(Record excerpts):
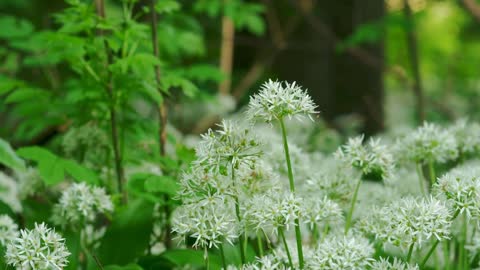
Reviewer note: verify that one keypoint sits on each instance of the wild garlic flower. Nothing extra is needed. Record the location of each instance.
(229, 146)
(428, 143)
(9, 192)
(320, 212)
(8, 229)
(396, 264)
(466, 135)
(409, 221)
(80, 204)
(210, 222)
(277, 100)
(373, 159)
(37, 249)
(342, 252)
(460, 188)
(267, 212)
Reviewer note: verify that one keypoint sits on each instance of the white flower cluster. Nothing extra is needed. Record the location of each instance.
(277, 100)
(467, 136)
(409, 221)
(372, 159)
(268, 212)
(38, 249)
(429, 143)
(80, 204)
(210, 221)
(345, 252)
(8, 229)
(228, 146)
(396, 264)
(460, 188)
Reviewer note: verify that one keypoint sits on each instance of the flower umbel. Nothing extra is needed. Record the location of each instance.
(277, 100)
(37, 249)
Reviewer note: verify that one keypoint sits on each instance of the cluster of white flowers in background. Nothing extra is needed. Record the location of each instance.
(460, 188)
(342, 252)
(39, 248)
(428, 143)
(373, 158)
(8, 229)
(81, 204)
(409, 221)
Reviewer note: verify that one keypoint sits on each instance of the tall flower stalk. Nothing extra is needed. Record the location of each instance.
(275, 101)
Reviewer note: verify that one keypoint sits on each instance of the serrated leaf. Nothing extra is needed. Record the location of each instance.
(167, 6)
(79, 173)
(9, 158)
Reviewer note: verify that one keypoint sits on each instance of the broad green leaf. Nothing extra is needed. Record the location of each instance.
(167, 6)
(128, 235)
(9, 158)
(182, 257)
(49, 165)
(80, 173)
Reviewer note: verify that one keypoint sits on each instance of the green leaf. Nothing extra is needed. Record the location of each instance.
(9, 158)
(167, 6)
(49, 165)
(128, 236)
(80, 173)
(126, 267)
(13, 28)
(162, 184)
(192, 257)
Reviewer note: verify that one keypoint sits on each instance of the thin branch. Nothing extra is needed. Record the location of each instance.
(226, 53)
(413, 54)
(100, 6)
(162, 113)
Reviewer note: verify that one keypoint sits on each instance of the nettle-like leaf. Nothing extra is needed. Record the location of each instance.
(9, 158)
(52, 168)
(14, 28)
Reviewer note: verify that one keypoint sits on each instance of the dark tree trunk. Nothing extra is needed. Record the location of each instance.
(340, 82)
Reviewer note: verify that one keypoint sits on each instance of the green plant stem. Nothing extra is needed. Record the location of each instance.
(298, 232)
(446, 254)
(287, 250)
(260, 244)
(431, 170)
(410, 251)
(222, 254)
(100, 6)
(430, 252)
(348, 222)
(421, 178)
(239, 217)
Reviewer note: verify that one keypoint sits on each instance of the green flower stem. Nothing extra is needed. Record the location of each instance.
(446, 254)
(287, 250)
(348, 222)
(222, 254)
(410, 251)
(298, 232)
(239, 217)
(420, 178)
(430, 252)
(431, 170)
(260, 244)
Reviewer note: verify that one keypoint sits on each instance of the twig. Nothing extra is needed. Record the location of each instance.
(162, 113)
(413, 54)
(100, 6)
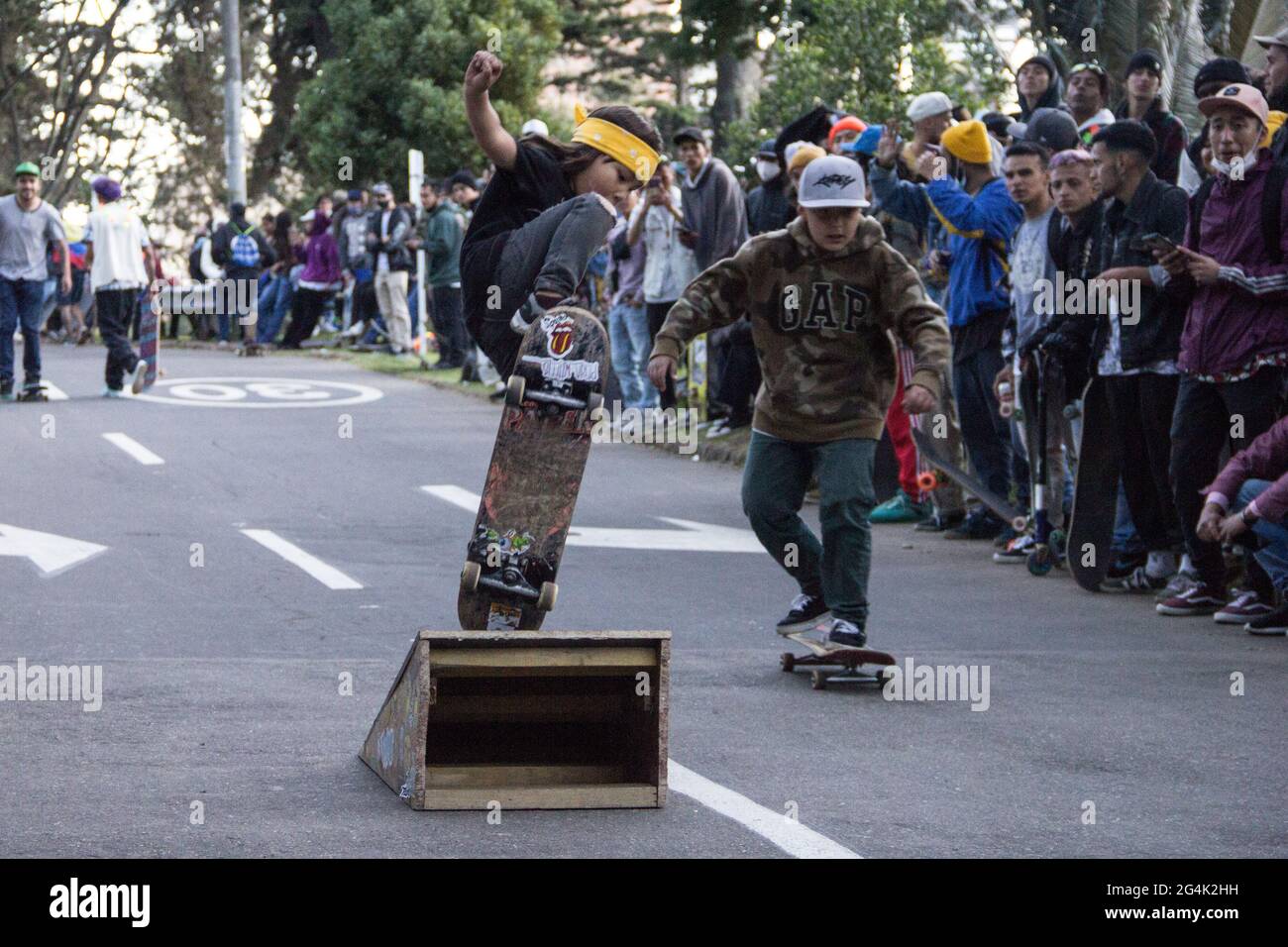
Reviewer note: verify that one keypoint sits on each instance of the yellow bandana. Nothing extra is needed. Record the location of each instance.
(616, 142)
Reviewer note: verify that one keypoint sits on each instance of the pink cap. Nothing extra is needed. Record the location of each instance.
(1240, 97)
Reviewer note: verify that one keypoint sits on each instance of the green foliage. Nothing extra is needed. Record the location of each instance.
(867, 56)
(395, 84)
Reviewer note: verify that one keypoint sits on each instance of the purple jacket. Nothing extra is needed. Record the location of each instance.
(1265, 459)
(1244, 313)
(321, 256)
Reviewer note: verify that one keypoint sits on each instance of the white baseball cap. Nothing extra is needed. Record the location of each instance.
(832, 182)
(928, 103)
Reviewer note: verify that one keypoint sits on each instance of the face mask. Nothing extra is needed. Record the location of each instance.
(1244, 162)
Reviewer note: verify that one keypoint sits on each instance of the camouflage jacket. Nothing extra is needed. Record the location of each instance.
(823, 329)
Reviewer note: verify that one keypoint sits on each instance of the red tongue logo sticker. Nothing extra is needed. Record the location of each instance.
(558, 334)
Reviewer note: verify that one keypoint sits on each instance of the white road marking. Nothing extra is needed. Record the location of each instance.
(133, 447)
(330, 577)
(787, 834)
(691, 538)
(50, 552)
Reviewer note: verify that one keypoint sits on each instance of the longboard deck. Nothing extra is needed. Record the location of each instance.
(1095, 491)
(928, 447)
(535, 474)
(825, 655)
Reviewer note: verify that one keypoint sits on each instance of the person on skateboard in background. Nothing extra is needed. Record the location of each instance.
(822, 296)
(545, 213)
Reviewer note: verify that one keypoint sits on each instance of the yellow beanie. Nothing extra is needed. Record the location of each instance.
(804, 155)
(1273, 121)
(967, 142)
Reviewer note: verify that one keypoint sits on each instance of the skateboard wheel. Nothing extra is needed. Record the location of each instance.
(514, 390)
(471, 577)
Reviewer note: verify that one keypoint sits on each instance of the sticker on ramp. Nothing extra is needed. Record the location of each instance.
(259, 392)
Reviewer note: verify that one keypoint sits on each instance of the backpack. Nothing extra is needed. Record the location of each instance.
(1271, 213)
(244, 248)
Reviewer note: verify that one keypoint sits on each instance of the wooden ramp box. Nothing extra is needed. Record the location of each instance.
(527, 719)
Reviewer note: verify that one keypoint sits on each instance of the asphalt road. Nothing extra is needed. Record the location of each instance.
(220, 680)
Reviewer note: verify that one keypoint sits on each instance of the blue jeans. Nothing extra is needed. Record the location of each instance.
(274, 303)
(20, 304)
(1273, 557)
(631, 343)
(774, 480)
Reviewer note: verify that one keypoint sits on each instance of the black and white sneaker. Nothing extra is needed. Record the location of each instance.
(846, 634)
(806, 612)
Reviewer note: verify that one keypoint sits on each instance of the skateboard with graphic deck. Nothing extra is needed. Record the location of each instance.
(932, 453)
(532, 482)
(844, 657)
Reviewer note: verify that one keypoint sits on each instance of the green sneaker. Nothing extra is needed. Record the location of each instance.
(901, 508)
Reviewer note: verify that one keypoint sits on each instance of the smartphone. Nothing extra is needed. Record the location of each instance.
(1158, 243)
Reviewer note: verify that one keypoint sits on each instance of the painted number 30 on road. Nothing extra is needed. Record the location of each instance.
(259, 392)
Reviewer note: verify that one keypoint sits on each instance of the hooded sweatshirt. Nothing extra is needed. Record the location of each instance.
(1052, 97)
(823, 325)
(321, 257)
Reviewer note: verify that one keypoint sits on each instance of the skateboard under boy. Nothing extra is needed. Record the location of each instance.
(532, 480)
(824, 655)
(1095, 491)
(931, 451)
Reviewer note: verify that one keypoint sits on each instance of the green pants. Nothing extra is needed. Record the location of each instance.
(773, 489)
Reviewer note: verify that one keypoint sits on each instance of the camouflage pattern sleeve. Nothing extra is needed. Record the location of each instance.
(717, 296)
(914, 320)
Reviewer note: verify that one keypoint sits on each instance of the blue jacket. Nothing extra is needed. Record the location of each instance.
(979, 236)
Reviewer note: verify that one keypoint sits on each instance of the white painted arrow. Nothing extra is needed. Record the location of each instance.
(691, 538)
(51, 553)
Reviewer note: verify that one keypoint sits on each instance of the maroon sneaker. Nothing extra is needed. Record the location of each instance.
(1245, 607)
(1199, 599)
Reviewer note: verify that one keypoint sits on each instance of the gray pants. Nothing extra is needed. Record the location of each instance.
(546, 254)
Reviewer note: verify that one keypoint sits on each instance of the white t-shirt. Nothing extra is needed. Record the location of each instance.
(116, 234)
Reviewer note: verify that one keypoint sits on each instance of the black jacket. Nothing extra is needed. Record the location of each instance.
(399, 228)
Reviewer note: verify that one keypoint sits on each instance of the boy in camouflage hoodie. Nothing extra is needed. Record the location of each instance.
(823, 296)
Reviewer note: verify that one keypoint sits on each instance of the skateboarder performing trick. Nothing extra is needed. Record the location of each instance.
(823, 296)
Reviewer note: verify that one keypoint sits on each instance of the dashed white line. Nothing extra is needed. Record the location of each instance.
(787, 834)
(330, 577)
(133, 447)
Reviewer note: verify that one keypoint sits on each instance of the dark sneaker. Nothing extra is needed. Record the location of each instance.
(940, 522)
(1245, 607)
(900, 508)
(846, 633)
(1126, 564)
(1271, 624)
(978, 525)
(1137, 579)
(1198, 599)
(806, 612)
(1183, 579)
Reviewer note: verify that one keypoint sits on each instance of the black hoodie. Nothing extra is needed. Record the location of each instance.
(1052, 97)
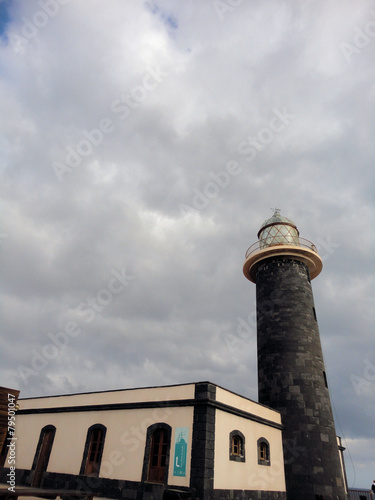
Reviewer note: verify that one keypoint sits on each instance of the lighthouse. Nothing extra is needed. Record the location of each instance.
(291, 373)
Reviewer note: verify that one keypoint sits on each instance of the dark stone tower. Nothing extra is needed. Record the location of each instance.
(291, 372)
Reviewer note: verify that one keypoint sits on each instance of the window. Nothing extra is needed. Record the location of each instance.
(157, 451)
(263, 452)
(237, 446)
(43, 451)
(92, 455)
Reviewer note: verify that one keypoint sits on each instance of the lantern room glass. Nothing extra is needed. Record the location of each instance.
(278, 230)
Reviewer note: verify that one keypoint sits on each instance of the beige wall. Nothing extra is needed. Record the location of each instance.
(247, 475)
(167, 393)
(247, 405)
(124, 443)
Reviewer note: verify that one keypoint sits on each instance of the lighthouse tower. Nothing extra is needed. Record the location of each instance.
(291, 372)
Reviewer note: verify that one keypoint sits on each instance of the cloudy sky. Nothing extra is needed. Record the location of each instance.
(143, 144)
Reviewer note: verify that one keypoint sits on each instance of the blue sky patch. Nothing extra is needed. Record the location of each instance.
(4, 16)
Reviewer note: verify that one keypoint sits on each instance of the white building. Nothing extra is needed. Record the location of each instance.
(199, 439)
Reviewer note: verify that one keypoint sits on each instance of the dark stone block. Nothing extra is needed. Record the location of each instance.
(289, 345)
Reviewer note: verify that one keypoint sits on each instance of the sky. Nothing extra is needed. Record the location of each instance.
(142, 146)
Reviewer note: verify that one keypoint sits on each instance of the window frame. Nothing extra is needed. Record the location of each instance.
(147, 453)
(87, 450)
(264, 461)
(238, 456)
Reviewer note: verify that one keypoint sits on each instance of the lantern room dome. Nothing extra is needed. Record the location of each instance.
(278, 230)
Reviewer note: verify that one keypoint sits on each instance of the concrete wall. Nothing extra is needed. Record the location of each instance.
(247, 475)
(124, 445)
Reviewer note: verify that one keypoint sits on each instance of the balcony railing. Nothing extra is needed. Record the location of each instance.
(260, 245)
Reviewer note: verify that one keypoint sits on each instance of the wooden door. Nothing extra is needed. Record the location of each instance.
(94, 452)
(158, 456)
(43, 456)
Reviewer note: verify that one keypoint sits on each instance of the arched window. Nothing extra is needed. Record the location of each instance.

(Short task):
Only those lines running from the one containing "lantern room glass." through the last line of the data above are to be copied, exactly, with both ends included.

(Task response):
Reviewer note: verify that one keypoint sits on each instance of the lantern room glass. Nothing extra is needed. Record the location of each instance.
(278, 230)
Reviewer note: verify that one keypoint sits on each instance of the beige wall. Nothing extra is needed. Record the location of each instance.
(247, 475)
(167, 393)
(247, 405)
(124, 443)
Reviewer note: verify that one keypoint sits on each instance of the lighthouse tower. Nothing extra is needed. Record the location of each instance.
(291, 372)
Reviewer note: verify that one keypoint sits on each instance of the cloudy sky. Nothing extra is needed. Record the location of each instance.
(143, 144)
Reviewer note: verify that one keypoint sits on each instance of the blue sky patch. Nothing extra is needed. Record the location of each instance.
(4, 16)
Reviewer note: verify that one keypoint sits on each instance of the white building. Nothing extra is needed. Record the location of each instance.
(199, 439)
Reviewer note: verify that one keypoint sits on each instance of the dark stone block. Nothing extra is needed. Record the location of each instance.
(289, 345)
Reviewer note: verify that one keypoint sits on each instance of the sky. Nothing extra is needed. Record the location of each instance.
(142, 146)
Reviewer note: verify that one keypoint sits on each instance of the window frame. Nothing extra is needed. Record the location of each instance.
(147, 453)
(87, 450)
(264, 461)
(238, 456)
Reviewer note: verify that one keypoint sits on each instance of the lantern room dome. Nothing extra is needed. Record the location of each instance.
(278, 230)
Reviewer note: verify that one keypoint sits on each instance of the concrete wall. Nothing extra is needed. Record the location of each instance.
(247, 475)
(124, 445)
Reviewer note: verify that one keypoint sits on each instance of the balcony railing. Nothing extra is needed. Record the location of each instance.
(260, 245)
Reviewer note: verify that one keypoint sits on each instance of the wooden door. Nothing extra is needed. Record the location of each instance.
(94, 452)
(158, 456)
(43, 456)
Reviewer note: verify that one keypoint sits on each instance of the arched window. Nothing extra is needed. Record the location of each instance.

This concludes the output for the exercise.